--- Kutipan Teks ---

BAB II PEMBAHASAN A. Pengertian Perkawinan 1. Pengertian Perkawinan Menurut Hukum Islam Secara Etimologi Pernikahan bentukan dari kata benda Nikah kata itu berasal dari kata bahasa arab yaitu Nikkah (bahasa arab: ‫ ) النكاح‬yang berarti perjanjian perkawinan ; berikutnya kata itu berasal dari kata lain dalam bahasa Arab yaitu kata nikah (bahasa arab: ‫ )نكاح‬yang berarti persetubuhan.Secara etimologi juga, nikah atau ziwaj dalam bahasa Arab artinya adalah mendekap atau berkumpul. Sedangkan secara terminologi, nikah adalah akad atau kesepakatan yang ditentukan oleh syara’ yang bertujuan agar seorang laki-laki memiliki keleluasaan untuk bersenang-senang dengan seorang wanita dan menghalalkan seorang wanita untuk bersenang-senang dengan seorang laki-laki. Menurut Syara’, nikah adalah aqad antara calon suami isteri untuk membolehkan keduanya bergaul sebagai suami isteri. Aqad nikah artinya perjanjian untuk mengikatkan diri dalam perkawinan antara seorang wanita dengan seorang laki-laki. Menurut pengertian fukaha, perkawinan adalah aqad yang mengandung ketentuan hukum kebolehan hubungan kelamin dengan lafadl nikah atau ziwaj yang semakna keduanya. 2.Pengertian Perkawinan Menurut Undang-Undang Nomor 1 Tahun 1974 Menurut Undang-Undang Nomor 1 Tahun 1974 Pasal 1, Perkawinan adalah : “Ikatan lahir bathin antara seorang pria dengan seorang wanita sebagai suami isteri dengan tujuan membentuk keluarga (rumah tangga) yang bahagia dan kekal berdasarkan Ketuhanan Yang Maha Esa” Pengertian perkawinan terdapat lima unsur di dalamnya adalah sebagai berikut : a. Ikatan lahir bathin. b. Antara seorang pria dengan seorang wanita. c. Sebagai suami isteri.

d. Membentuk keluarga (rumah tangga) yang bahagia dan kekal. e. Berdasarkan Ketuhanan Yang Maha Esa. Menurut Undang-Undang Nomor 1 Tahun 1974 Pasal 1 merumuskan bahwa ikatan suami isteri berdasarkan Ketuhanan Yang Maha Esa, perkawinan merupakan perikatan yang suci. Perikatan tidak dapat melepaskan dari agama yang dianut suami isteri. B. Prinsip-Prinsip Perkawinan Menuru UU Perkawinan Dan Hukum Islam 1. Prinsip Perkawinan Menurut UU 1 Tahun 1974 a)

Tujuan perkawinan adalah membentuk keluarga yang bahagia dan kekal. Untuk itu suami istri perlu saling membantu dan melengkapi agar masingmasing dapat mengembangkan pribadinya, membantu dalam mencapai kesejahteraan spiritual dan material.

---

## Tugas yang Dikerjakan
[A] Ubah satu bagian kutipan tentang perkawinan dengan mengganti "kesejahteraan" menjadi "kemakmuran", lalu tulis bagian itu kembali. Mulailah dari bagian yang memuat "Tujuan perkawinan adalah" dan berhenti setelah "spiritual dan material.".
[B] Menurut kutipan tentang perkawinan, apa arti nikah atau ziwaj dalam bahasa Arab secara etimologi?

--- Bagian Data ---

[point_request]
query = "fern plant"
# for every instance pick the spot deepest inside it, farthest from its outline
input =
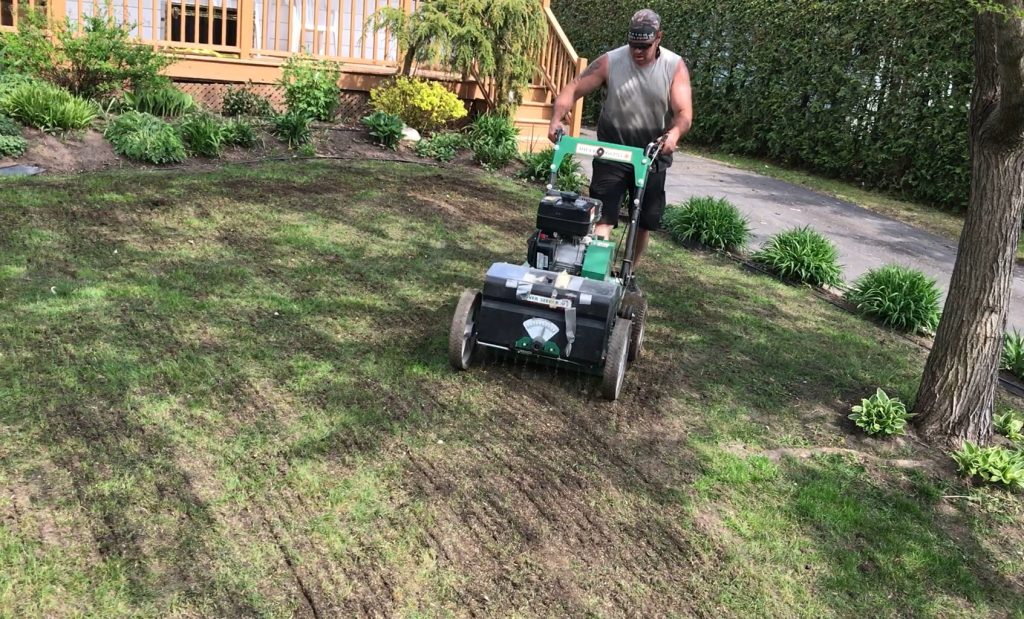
(881, 414)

---

## Kumpulan Jawaban
[A]
Tujuan perkawinan adalah membentuk keluarga yang bahagia dan kekal. Untuk itu suami istri perlu saling membantu dan melengkapi agar masingmasing dapat mengembangkan pribadinya, membantu dalam mencapai kemakmuran spiritual dan material.

[B] Mendekap atau berkumpul.